_Dataset entries:_
■ ■ ■ ■ ■

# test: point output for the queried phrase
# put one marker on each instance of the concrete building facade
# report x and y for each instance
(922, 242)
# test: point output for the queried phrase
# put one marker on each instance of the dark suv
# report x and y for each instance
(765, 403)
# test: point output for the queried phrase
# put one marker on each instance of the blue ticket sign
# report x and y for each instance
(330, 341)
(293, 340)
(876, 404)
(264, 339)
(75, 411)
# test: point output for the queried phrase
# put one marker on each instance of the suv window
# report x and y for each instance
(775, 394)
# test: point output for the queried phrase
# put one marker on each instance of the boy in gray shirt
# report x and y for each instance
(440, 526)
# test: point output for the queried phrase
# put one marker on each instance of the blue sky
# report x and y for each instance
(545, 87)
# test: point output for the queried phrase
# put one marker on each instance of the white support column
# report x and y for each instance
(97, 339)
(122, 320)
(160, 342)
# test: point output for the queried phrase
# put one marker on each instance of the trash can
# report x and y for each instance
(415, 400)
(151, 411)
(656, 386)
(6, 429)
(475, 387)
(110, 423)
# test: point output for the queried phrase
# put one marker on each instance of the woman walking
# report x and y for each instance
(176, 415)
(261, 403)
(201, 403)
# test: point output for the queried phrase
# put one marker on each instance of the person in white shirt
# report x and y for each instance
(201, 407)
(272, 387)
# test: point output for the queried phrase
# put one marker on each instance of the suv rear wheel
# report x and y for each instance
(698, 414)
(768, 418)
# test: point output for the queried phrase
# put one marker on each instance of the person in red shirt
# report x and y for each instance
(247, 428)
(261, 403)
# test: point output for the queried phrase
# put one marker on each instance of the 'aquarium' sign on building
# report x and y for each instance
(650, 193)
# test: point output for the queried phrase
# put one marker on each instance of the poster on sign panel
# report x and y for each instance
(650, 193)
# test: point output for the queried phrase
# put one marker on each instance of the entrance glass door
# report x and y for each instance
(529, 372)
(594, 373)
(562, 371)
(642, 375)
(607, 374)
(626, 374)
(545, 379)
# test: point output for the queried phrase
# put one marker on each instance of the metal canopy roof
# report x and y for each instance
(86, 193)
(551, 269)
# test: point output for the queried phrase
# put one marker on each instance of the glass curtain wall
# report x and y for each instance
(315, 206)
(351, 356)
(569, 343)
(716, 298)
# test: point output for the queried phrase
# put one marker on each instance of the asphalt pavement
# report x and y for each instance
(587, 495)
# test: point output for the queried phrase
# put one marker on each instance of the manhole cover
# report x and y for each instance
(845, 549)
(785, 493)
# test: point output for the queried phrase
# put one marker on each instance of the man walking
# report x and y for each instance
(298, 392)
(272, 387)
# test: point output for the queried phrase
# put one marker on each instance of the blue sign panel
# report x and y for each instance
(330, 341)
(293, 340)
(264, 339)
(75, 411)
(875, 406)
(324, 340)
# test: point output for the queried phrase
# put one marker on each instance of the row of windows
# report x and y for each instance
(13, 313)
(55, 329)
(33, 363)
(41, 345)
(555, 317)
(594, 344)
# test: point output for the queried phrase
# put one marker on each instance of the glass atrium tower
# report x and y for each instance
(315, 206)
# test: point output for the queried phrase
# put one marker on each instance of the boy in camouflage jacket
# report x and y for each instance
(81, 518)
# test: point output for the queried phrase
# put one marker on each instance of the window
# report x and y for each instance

■ ■ ■ ■ ■

Quote the data above in full, changing nothing.

# test: point output for the queried phrase
# put one marker on each instance of the concrete building facade
# report x and y for each instance
(922, 242)
# test: point output for the queried phrase
# put one marker on each instance of the dark suv
# report x and y for each instance
(765, 403)
# test: point output for the queried phrase
# put one marker on each instance of the blue ticket sign
# report x and y for each instance
(330, 341)
(293, 340)
(876, 404)
(264, 339)
(75, 411)
# test: point output for the queried phrase
# put one marker on each instance of the suv window
# report x and y for each instance
(775, 394)
# test: point output for the queried phrase
# put one marker on each instance of the boy in gray shirt
# report x and y for each instance
(440, 526)
# test: point output for the queried phrase
# put one marker on each instance of the blue sky
# report x and y for each instance
(545, 87)
# test: point output for the queried phrase
# put one marker on each instance of the white support column
# report x and y for each instance
(97, 339)
(122, 320)
(160, 342)
# test: point output for the queried phrase
# put one marker on each instance of the trash can
# report x and y for each instance
(415, 400)
(151, 411)
(656, 386)
(6, 429)
(475, 387)
(110, 423)
# test: point output for the queried phrase
# put one marker on each instance of the woman walking
# report x and y for each instance
(176, 415)
(261, 403)
(201, 403)
# test: point output for the queried phrase
# put one marker on each instance of the person in white shirt
# report x and y for each instance
(201, 407)
(272, 387)
# test: point output for the queried phrase
# put one marker on each instance of the suv rear wheel
# report x and y for each instance
(698, 414)
(768, 418)
# test: point output for the queried phrase
# put one marker on each instance of the person in red shirt
# report x and y for each instance
(247, 428)
(261, 403)
# test: point output for the queried phrase
# put one marker on each instance of the 'aquarium' sign on building
# report x and y for each instance
(650, 193)
# test: point output for the queried phrase
# put one marker on each instance of the poster on sign panel
# report x and y for each instance
(650, 193)
# test: point output for the queried phrase
# put one marker on each instance of the entrance glass door
# report x and y for each instance
(529, 372)
(594, 373)
(562, 371)
(642, 375)
(607, 374)
(626, 374)
(545, 379)
# test: point output for the queried phrase
# put one marker on each instance of the metal canopy roof
# report x and y for each instance
(86, 193)
(551, 269)
# test: point output for the queried phrase
# put one marker on each instance of the glass curtain wall
# report x and y for each instance
(315, 206)
(351, 356)
(569, 343)
(716, 298)
# test: point output for the queried phrase
# put one marker on each instance of the asphalt pavement
# report x and y for each instance
(587, 495)
# test: point output for the queried phrase
# put one marker on each instance of the manhole cover
# report x and y for each instance
(845, 549)
(785, 493)
# test: point output for the queried phrase
# put one marker on each instance of the man walking
# report x and y for each instance
(298, 392)
(272, 387)
# test: point output for the queried phrase
# put one marker on each instance of the blue sign panel
# report x and y for each instance
(330, 341)
(293, 340)
(264, 339)
(75, 411)
(875, 406)
(324, 340)
# test: point output for the queried phrase
# put one marker on each instance of the row of windows
# report x and y for each instance
(13, 313)
(55, 329)
(33, 363)
(41, 345)
(555, 317)
(594, 344)
# test: point output for the queried phrase
# put one marker on each instance of the glass atrium tower
# report x and y for each instance
(315, 206)
# test: point output for the queried phrase
# put one marker on each instance of the boy in camouflage jacket
# report x and y for each instance
(81, 518)
# test: point output for the queried phrase
# put one marker on each instance of the window
# report x and y for each instance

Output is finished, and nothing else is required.